_Entries provided_.
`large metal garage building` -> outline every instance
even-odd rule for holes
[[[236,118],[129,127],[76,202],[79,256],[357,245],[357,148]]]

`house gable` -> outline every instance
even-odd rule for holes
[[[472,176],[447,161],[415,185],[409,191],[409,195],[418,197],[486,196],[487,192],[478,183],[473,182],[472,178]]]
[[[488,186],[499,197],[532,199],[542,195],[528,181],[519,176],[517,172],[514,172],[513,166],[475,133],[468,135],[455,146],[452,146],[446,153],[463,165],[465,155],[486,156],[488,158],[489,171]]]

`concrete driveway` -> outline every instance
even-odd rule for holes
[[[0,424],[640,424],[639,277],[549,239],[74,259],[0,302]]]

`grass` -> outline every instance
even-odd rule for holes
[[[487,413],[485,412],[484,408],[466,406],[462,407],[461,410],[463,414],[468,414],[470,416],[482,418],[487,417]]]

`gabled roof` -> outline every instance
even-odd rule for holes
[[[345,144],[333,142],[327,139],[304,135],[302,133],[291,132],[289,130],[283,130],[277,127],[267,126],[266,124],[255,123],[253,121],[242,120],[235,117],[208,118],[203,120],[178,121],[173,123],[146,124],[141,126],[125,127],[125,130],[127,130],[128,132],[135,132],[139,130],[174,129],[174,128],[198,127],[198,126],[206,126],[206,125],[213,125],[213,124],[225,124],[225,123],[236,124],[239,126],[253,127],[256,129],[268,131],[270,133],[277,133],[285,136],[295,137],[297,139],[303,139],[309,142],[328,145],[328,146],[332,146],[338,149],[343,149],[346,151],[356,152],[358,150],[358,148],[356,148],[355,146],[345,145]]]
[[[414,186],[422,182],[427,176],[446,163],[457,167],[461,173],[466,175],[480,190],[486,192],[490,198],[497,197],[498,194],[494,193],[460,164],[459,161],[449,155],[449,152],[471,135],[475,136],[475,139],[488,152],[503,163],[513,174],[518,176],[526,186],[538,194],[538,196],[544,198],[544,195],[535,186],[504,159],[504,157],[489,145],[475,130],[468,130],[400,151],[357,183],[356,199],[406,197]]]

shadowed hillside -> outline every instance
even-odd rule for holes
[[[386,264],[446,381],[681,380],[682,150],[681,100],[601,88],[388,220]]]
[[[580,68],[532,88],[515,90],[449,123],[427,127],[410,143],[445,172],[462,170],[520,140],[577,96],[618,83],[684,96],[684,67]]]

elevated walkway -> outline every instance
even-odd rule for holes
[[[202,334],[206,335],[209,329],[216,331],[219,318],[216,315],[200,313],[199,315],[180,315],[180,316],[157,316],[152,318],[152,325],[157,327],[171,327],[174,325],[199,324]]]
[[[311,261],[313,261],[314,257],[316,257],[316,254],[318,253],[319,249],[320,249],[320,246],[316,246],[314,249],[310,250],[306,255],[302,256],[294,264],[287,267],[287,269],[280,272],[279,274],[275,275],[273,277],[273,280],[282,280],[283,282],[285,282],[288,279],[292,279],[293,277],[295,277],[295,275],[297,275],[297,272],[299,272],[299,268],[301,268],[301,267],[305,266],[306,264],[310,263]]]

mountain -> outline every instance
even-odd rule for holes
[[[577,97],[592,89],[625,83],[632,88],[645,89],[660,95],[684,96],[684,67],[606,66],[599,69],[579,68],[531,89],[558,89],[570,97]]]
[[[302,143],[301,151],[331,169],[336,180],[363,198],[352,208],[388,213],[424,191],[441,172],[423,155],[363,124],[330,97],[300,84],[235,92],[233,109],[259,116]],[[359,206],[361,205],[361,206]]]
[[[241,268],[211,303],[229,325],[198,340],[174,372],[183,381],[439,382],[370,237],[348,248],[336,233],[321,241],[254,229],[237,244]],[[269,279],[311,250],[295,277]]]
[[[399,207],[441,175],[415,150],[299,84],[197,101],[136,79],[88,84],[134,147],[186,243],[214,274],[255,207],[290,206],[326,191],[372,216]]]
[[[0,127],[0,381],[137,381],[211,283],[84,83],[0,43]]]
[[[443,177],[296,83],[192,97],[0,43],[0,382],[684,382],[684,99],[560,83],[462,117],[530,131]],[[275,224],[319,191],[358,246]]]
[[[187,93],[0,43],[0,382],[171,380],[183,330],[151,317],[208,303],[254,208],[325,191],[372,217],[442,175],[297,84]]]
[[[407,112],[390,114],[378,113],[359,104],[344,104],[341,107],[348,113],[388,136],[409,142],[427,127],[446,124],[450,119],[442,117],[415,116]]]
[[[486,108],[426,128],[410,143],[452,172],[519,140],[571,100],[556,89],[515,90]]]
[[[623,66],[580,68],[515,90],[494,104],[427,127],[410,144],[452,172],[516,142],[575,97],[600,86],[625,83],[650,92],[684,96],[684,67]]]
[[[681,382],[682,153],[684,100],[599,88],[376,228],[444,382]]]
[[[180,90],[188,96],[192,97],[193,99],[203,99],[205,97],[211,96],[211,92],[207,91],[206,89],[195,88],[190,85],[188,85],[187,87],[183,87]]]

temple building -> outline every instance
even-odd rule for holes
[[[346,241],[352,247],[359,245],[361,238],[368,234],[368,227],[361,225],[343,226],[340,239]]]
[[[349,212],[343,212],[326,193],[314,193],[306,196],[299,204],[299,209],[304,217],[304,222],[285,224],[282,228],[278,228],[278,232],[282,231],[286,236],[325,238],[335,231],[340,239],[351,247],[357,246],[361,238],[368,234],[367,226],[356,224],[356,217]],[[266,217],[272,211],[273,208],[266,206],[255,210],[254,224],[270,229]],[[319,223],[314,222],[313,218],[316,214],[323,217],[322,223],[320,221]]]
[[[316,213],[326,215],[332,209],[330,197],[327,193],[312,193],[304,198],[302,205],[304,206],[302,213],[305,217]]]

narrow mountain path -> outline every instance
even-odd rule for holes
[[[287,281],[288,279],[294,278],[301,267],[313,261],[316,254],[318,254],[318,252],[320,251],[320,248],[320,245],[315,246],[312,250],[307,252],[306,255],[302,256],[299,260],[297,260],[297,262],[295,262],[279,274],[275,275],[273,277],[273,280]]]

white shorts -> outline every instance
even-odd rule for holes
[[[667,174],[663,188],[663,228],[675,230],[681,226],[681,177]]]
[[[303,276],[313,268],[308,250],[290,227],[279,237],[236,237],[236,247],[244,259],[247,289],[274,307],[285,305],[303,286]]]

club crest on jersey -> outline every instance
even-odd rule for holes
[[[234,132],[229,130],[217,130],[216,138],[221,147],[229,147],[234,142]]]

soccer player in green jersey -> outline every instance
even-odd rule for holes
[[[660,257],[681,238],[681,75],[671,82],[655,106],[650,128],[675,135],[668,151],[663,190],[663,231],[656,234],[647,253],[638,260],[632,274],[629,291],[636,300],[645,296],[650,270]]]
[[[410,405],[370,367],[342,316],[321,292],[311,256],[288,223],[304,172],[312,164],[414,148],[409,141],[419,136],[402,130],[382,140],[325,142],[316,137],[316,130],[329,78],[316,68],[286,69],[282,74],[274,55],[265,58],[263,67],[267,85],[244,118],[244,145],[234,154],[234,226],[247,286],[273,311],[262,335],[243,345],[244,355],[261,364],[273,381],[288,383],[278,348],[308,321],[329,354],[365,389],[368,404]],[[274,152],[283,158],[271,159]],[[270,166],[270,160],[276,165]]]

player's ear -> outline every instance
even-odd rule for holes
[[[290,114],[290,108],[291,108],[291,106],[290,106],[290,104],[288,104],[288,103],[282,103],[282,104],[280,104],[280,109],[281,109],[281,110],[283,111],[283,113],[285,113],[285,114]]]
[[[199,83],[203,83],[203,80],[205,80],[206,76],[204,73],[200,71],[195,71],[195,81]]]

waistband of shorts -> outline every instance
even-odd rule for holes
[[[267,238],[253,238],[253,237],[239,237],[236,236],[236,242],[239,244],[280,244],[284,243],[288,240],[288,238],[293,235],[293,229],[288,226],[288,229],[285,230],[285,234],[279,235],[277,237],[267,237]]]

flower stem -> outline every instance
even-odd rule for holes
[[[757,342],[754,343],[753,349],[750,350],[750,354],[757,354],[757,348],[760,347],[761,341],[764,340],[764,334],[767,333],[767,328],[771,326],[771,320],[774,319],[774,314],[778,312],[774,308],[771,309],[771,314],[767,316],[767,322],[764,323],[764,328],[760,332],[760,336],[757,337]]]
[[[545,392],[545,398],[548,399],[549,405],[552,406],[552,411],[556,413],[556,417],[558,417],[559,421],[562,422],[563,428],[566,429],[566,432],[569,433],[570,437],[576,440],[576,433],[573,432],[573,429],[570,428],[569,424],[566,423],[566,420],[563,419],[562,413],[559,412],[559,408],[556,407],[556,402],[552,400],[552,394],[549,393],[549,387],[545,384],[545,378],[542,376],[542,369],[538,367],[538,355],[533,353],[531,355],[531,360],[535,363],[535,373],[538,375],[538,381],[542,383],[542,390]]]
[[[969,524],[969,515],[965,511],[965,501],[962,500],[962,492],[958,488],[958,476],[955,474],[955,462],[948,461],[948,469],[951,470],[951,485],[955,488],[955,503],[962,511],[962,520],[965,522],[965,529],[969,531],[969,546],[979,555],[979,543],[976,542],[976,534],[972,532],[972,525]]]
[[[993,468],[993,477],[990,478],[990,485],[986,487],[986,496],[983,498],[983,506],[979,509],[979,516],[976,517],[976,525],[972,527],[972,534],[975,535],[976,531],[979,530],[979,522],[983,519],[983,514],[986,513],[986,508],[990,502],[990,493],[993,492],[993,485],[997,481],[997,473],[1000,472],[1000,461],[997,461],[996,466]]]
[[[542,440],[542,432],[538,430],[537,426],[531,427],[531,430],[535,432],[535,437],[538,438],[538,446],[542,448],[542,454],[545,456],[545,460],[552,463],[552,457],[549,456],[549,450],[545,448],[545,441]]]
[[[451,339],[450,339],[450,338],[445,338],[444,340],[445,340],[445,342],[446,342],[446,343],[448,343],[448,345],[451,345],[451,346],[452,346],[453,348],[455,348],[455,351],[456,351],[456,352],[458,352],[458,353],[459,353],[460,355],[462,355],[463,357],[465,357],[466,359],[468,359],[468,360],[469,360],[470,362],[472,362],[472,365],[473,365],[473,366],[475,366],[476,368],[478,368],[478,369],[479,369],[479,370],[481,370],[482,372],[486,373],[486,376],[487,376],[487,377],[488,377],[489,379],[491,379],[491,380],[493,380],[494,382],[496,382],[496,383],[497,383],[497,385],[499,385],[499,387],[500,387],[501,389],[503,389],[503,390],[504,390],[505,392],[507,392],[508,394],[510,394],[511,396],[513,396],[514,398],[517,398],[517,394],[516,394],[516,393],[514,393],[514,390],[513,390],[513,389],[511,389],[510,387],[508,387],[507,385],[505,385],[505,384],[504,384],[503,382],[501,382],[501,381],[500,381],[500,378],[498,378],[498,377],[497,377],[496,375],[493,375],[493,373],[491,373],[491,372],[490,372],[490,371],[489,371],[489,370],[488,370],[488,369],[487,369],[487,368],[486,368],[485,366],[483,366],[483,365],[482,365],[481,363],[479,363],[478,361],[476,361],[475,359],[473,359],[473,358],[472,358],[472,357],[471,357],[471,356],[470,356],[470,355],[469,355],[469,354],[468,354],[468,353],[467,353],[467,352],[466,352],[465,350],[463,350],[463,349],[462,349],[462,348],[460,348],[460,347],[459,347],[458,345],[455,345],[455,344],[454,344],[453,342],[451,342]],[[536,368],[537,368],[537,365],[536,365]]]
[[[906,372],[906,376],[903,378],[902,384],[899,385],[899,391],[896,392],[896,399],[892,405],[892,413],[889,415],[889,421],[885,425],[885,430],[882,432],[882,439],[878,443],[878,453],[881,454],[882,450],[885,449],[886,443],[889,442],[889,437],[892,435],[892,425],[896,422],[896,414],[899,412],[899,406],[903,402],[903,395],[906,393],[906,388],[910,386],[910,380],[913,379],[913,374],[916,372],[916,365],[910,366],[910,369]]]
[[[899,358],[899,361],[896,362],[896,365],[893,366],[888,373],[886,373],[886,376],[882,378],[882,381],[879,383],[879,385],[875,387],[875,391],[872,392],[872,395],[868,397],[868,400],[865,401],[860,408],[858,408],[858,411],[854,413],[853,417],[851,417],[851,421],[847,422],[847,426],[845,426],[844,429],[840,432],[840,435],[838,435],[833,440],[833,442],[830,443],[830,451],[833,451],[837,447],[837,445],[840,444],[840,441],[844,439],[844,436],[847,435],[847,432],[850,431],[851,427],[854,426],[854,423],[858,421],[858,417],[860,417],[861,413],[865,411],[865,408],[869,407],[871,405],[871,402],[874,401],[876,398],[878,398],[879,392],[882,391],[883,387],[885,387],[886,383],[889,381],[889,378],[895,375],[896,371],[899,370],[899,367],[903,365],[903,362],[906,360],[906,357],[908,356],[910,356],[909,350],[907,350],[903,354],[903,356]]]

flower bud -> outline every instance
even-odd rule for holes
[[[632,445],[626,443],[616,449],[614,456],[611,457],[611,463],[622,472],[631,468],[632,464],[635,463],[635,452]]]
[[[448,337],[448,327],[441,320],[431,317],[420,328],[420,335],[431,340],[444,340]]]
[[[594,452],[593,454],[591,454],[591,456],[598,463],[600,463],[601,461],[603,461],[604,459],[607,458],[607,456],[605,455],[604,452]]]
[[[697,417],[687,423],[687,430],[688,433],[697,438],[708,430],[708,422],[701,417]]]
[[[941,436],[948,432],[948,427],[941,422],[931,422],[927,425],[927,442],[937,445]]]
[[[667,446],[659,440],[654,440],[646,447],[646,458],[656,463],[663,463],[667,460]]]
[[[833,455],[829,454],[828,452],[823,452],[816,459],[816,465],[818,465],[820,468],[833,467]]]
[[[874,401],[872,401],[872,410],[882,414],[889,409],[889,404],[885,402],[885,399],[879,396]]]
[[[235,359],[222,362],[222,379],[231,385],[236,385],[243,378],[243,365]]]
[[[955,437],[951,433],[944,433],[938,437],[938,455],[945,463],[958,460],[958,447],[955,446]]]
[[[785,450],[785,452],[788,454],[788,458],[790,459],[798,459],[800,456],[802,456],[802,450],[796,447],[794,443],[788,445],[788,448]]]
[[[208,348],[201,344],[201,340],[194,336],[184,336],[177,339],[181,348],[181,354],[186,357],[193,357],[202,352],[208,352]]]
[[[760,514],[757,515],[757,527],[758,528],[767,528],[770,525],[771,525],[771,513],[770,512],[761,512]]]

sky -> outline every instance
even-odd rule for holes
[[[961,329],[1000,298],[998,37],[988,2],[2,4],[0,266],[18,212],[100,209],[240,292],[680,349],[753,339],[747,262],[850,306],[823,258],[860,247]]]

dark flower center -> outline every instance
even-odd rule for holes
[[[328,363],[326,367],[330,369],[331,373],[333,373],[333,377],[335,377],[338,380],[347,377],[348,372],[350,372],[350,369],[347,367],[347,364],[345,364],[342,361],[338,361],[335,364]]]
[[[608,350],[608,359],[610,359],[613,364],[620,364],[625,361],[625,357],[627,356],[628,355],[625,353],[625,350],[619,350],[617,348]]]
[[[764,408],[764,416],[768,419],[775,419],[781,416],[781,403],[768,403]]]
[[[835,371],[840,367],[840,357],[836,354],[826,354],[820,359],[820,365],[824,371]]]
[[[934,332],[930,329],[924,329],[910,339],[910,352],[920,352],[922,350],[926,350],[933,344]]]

_Task description_.
For every line above that holds the word "player", report the whole line.

_Problem solution_.
soccer player in green jersey -> outline every instance
player's ear -> outline every instance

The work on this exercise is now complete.